* **Your goal**
Reproduce all the entries precisely.
------ Source material ------
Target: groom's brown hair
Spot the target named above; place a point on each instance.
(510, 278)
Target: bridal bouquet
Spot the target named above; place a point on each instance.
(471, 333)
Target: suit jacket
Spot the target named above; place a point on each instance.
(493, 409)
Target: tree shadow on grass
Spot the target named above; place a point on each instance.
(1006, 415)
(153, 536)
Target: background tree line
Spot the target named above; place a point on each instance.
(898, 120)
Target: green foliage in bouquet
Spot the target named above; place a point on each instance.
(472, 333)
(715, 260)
------
* **Response for this exercise**
Target: groom's brown hair
Spot the target named above; place a point on each instance.
(510, 278)
Target: bridal bouquet
Spot the target named above; place a point on each instance.
(471, 333)
Target: suit jacket
Spot the target named above; place a point on each instance.
(493, 409)
Target: tree shadow on grass
Spot the target named above; place a point on each instance.
(1006, 415)
(153, 536)
Target: background tree line
Spot the target named above; place a point on each instance.
(898, 120)
Target: green foliage in bouquet
Spot the target named above; place a point on each instance.
(472, 333)
(715, 260)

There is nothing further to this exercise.